**What you need to do:**
Return every line of the records below as a JSON list of strings, with one string per line and no entries for blank lines.

(Dataset excerpts on object pointing)
________________________________________

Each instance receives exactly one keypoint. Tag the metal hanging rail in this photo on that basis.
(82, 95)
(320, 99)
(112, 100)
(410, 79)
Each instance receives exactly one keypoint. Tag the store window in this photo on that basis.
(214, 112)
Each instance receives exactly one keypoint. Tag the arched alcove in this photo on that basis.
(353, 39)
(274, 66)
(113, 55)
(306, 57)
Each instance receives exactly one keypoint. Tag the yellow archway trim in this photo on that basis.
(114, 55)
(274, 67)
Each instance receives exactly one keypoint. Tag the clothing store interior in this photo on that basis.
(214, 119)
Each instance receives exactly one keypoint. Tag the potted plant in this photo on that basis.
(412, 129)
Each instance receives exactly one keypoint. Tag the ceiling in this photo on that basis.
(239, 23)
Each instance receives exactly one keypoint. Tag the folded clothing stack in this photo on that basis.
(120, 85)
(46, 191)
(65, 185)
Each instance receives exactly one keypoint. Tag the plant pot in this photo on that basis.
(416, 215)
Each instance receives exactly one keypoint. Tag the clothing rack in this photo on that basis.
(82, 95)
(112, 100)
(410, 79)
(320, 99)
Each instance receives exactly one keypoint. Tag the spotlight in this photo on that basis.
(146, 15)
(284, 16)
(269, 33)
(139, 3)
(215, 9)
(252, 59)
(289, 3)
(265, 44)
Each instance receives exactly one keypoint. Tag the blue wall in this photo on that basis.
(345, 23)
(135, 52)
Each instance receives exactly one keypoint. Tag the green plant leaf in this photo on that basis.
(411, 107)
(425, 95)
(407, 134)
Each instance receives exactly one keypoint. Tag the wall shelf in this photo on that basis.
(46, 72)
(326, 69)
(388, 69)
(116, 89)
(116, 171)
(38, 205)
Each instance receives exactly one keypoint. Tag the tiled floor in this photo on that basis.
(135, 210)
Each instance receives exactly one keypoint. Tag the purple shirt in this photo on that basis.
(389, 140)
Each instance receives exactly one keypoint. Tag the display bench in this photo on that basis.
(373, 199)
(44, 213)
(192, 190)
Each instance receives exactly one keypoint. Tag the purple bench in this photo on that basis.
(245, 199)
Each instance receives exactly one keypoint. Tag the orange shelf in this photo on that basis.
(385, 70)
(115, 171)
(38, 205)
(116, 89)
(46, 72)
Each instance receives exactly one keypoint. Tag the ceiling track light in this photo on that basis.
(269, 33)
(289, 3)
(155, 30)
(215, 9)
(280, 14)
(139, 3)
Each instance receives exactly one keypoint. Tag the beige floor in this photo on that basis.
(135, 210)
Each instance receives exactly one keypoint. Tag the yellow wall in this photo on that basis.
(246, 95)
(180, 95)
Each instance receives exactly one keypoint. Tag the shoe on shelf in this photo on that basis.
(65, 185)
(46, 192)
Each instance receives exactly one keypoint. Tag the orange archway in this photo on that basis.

________________________________________

**Solution for this task:**
[
  "Each instance receives exactly one keypoint. Tag the metal hanging rail in this photo on that basis.",
  "(82, 95)",
  "(320, 99)",
  "(112, 100)",
  "(410, 79)",
  "Each instance receives exactly one keypoint. Tag the store window in this photo on that basis.",
  "(214, 112)",
  "Each instance receives exactly one keypoint. Tag the arched alcove in this photo on that basis.",
  "(353, 39)",
  "(274, 66)",
  "(113, 55)",
  "(306, 57)",
  "Each instance receives exactly one keypoint. Tag the yellow archway trim in this photo on that basis.",
  "(114, 55)",
  "(274, 67)",
  "Each instance receives exactly one keypoint. Tag the clothing store interior in this photo on that basis.",
  "(214, 119)",
  "Each instance receives exactly one keypoint. Tag the potted plant in this photo on that basis.",
  "(412, 129)",
  "Each instance receives exactly one keypoint. Tag the ceiling in this photo on that basis.",
  "(239, 23)",
  "Each instance receives exactly one keypoint. Tag the folded clothing stack in this photo on that basis.",
  "(120, 85)",
  "(46, 191)",
  "(65, 185)",
  "Each instance receives exactly one keypoint. Tag the plant pot in this photo on that basis.",
  "(416, 215)",
  "Each instance receives exactly one keypoint. Tag the clothing rack in this photo on that basis.",
  "(82, 95)",
  "(112, 100)",
  "(410, 79)",
  "(320, 99)",
  "Each instance receives exactly one keypoint. Tag the spotlight in this photo on that basis.",
  "(146, 15)",
  "(284, 16)",
  "(269, 33)",
  "(139, 3)",
  "(215, 9)",
  "(252, 59)",
  "(289, 3)",
  "(265, 44)",
  "Each instance receives exactly one keypoint. Tag the blue wall in this photo on that basis.",
  "(345, 23)",
  "(135, 52)",
  "Each instance receives exactly one keypoint. Tag the green plant leaf in this photo on that basis.",
  "(411, 107)",
  "(425, 95)",
  "(407, 134)",
  "Each instance receives exactly one keypoint. Tag the wall shelf in this photo on that basis.",
  "(46, 72)",
  "(326, 69)",
  "(388, 69)",
  "(116, 89)",
  "(116, 171)",
  "(38, 205)",
  "Each instance receives exactly one keypoint. Tag the tiled floor in this photo on that basis.",
  "(135, 210)",
  "Each instance receives exactly one keypoint. Tag the purple shirt in this photo on that basis.",
  "(389, 140)",
  "Each instance receives exactly one keypoint. Tag the display bench in this photo on that basis.",
  "(373, 199)",
  "(44, 213)",
  "(192, 190)",
  "Each instance receives exactly one keypoint. Tag the purple bench in this photo on that basis.",
  "(245, 199)",
  "Each instance receives exactly one keypoint. Tag the orange shelf in this photo on that basis.",
  "(385, 70)",
  "(115, 171)",
  "(38, 205)",
  "(116, 89)",
  "(46, 72)",
  "Each instance receives exactly one keypoint. Tag the ceiling track light in this photo on that basis.",
  "(269, 33)",
  "(289, 3)",
  "(155, 30)",
  "(215, 9)",
  "(280, 14)",
  "(139, 3)",
  "Each instance receives exactly one keypoint. Tag the beige floor in this photo on that basis.",
  "(135, 210)",
  "Each instance receives exactly one keypoint. Tag the yellow wall in this photo on that basis.",
  "(246, 95)",
  "(180, 95)",
  "Each instance receives exactly one keypoint. Tag the shoe on shelf in this photo on that basis.",
  "(65, 185)",
  "(46, 192)",
  "Each instance receives exactly one keypoint. Tag the orange archway in this photo on that basis."
]